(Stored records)
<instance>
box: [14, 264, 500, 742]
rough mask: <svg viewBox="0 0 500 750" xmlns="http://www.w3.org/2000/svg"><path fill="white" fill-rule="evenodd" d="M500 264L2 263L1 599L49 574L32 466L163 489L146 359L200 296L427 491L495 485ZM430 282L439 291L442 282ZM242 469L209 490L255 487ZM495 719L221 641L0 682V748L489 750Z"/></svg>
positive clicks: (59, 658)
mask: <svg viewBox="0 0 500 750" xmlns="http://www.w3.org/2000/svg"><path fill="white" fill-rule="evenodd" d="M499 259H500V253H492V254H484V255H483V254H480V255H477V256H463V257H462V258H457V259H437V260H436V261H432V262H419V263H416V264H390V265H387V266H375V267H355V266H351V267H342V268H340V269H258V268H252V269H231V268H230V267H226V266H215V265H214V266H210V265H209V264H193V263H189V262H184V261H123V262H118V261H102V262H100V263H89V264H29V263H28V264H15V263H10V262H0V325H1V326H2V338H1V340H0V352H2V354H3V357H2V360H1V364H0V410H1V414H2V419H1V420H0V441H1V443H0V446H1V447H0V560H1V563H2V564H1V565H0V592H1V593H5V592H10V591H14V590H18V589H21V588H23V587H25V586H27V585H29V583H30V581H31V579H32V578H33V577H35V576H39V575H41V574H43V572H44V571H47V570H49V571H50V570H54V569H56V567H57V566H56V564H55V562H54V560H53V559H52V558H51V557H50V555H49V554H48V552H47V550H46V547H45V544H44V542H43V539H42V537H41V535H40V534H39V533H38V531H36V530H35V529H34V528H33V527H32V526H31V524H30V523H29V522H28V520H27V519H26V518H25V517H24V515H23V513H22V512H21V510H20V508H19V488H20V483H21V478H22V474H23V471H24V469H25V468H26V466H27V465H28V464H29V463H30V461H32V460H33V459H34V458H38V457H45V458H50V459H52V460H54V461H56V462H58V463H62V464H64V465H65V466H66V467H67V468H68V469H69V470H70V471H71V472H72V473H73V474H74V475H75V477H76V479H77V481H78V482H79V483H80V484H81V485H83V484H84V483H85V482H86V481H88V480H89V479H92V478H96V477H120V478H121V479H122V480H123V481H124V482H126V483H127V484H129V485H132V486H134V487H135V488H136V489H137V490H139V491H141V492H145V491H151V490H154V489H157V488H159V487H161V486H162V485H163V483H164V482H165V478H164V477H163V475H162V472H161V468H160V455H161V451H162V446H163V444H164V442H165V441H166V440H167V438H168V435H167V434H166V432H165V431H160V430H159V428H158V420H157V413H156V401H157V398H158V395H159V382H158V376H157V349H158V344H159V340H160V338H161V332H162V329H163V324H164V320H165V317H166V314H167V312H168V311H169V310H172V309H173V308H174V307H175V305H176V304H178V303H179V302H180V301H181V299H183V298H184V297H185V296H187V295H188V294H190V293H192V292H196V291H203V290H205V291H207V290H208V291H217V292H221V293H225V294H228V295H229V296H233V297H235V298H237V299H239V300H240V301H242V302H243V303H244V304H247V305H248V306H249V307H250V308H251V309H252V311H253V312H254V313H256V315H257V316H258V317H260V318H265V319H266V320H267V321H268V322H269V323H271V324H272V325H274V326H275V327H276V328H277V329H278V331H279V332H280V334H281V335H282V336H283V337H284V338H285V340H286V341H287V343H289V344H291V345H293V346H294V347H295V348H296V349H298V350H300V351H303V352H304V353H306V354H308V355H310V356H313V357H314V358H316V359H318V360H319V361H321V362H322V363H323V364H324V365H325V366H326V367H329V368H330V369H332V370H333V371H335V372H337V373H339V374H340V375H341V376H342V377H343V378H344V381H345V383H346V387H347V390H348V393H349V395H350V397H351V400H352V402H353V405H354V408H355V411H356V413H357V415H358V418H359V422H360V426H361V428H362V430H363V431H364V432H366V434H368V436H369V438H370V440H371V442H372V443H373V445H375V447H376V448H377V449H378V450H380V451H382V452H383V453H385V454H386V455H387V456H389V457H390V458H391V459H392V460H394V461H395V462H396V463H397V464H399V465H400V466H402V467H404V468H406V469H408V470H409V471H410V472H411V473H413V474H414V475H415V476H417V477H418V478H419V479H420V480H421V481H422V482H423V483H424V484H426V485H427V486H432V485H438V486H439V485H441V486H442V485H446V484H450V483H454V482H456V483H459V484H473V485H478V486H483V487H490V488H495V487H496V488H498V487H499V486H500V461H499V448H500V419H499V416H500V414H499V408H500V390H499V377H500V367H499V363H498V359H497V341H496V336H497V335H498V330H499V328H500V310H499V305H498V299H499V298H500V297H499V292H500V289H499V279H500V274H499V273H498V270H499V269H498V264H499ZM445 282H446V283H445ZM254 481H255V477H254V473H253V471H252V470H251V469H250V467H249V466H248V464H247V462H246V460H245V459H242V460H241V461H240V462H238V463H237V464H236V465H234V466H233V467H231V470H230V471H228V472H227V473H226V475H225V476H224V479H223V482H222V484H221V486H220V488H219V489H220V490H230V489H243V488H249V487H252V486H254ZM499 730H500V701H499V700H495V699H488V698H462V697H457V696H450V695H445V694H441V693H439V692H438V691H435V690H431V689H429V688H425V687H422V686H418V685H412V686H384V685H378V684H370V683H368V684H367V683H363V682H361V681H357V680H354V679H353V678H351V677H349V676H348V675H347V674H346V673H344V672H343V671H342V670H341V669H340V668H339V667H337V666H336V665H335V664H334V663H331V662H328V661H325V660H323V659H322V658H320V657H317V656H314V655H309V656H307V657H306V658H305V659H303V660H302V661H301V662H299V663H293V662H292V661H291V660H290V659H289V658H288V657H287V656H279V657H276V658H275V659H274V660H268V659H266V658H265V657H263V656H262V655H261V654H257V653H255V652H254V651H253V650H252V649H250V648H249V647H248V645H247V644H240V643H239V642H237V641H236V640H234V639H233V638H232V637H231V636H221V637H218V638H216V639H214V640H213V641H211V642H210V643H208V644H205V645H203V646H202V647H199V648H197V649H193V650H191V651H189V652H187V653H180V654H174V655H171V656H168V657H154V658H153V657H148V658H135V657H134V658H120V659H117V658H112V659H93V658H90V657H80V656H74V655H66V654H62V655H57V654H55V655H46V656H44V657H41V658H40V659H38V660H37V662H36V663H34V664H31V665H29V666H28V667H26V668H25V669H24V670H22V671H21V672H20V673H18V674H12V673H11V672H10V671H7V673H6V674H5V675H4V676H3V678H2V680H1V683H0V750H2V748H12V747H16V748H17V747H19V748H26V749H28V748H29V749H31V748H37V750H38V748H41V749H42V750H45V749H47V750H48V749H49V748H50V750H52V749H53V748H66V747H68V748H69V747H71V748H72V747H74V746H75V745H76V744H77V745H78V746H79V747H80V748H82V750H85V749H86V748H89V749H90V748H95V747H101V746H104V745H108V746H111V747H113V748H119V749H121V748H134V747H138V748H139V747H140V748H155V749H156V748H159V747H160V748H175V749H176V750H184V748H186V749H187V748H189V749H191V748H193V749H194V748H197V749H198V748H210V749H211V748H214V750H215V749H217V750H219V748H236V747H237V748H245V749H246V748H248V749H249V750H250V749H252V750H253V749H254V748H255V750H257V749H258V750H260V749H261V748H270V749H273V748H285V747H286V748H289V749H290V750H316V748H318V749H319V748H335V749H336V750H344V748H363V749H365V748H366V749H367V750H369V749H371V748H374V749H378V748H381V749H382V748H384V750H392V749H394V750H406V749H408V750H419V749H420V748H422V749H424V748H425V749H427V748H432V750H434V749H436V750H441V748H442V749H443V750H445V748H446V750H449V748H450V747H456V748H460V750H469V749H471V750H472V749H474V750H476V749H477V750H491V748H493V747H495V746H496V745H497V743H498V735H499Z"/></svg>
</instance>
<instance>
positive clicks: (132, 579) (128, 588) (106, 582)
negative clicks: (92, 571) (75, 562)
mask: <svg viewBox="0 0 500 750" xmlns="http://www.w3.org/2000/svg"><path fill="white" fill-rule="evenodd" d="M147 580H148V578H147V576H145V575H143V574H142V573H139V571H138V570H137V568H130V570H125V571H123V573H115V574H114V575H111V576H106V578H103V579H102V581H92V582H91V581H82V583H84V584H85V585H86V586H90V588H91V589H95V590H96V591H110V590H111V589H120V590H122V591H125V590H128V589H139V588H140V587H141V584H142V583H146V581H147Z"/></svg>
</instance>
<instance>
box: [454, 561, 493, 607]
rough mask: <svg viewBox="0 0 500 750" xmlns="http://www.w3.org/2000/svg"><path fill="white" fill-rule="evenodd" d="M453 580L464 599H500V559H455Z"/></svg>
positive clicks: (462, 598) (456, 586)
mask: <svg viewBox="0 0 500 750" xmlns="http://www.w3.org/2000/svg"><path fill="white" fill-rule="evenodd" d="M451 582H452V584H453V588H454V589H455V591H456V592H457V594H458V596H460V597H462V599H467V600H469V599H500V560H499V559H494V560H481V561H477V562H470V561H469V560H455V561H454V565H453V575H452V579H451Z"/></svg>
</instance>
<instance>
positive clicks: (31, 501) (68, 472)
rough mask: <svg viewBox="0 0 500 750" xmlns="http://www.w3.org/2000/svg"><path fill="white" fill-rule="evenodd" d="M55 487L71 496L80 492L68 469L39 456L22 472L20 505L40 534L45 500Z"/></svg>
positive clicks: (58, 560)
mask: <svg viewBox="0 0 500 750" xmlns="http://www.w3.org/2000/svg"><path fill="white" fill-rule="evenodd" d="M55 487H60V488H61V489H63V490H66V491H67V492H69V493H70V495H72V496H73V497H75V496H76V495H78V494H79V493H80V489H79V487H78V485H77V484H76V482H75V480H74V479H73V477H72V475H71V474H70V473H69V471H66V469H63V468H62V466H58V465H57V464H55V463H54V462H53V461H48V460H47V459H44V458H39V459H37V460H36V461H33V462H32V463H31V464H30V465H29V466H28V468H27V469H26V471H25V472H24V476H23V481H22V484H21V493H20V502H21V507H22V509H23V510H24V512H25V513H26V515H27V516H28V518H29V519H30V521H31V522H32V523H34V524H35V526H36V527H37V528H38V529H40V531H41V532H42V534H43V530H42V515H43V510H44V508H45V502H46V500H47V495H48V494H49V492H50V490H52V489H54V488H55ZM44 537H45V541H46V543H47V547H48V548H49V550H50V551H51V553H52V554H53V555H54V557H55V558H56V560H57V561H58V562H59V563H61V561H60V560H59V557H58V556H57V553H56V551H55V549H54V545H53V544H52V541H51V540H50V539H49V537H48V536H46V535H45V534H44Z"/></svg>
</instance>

== WHAT IS EXPECTED ==
Every line above that holds the word "rough" should be copied out.

== ANSWER TO THE PROBLEM ==
rough mask: <svg viewBox="0 0 500 750" xmlns="http://www.w3.org/2000/svg"><path fill="white" fill-rule="evenodd" d="M500 264L2 263L1 599L49 574L32 466L163 489L146 359L200 296L427 491L495 485ZM430 282L439 291L442 282ZM242 469L209 490L255 487ZM495 719L221 641L0 682V748L489 750Z"/></svg>
rough mask: <svg viewBox="0 0 500 750" xmlns="http://www.w3.org/2000/svg"><path fill="white" fill-rule="evenodd" d="M453 580L464 599H500V559H455Z"/></svg>
rough mask: <svg viewBox="0 0 500 750" xmlns="http://www.w3.org/2000/svg"><path fill="white" fill-rule="evenodd" d="M55 487L71 496L80 492L68 469L39 456L22 472L20 505L40 534L45 500Z"/></svg>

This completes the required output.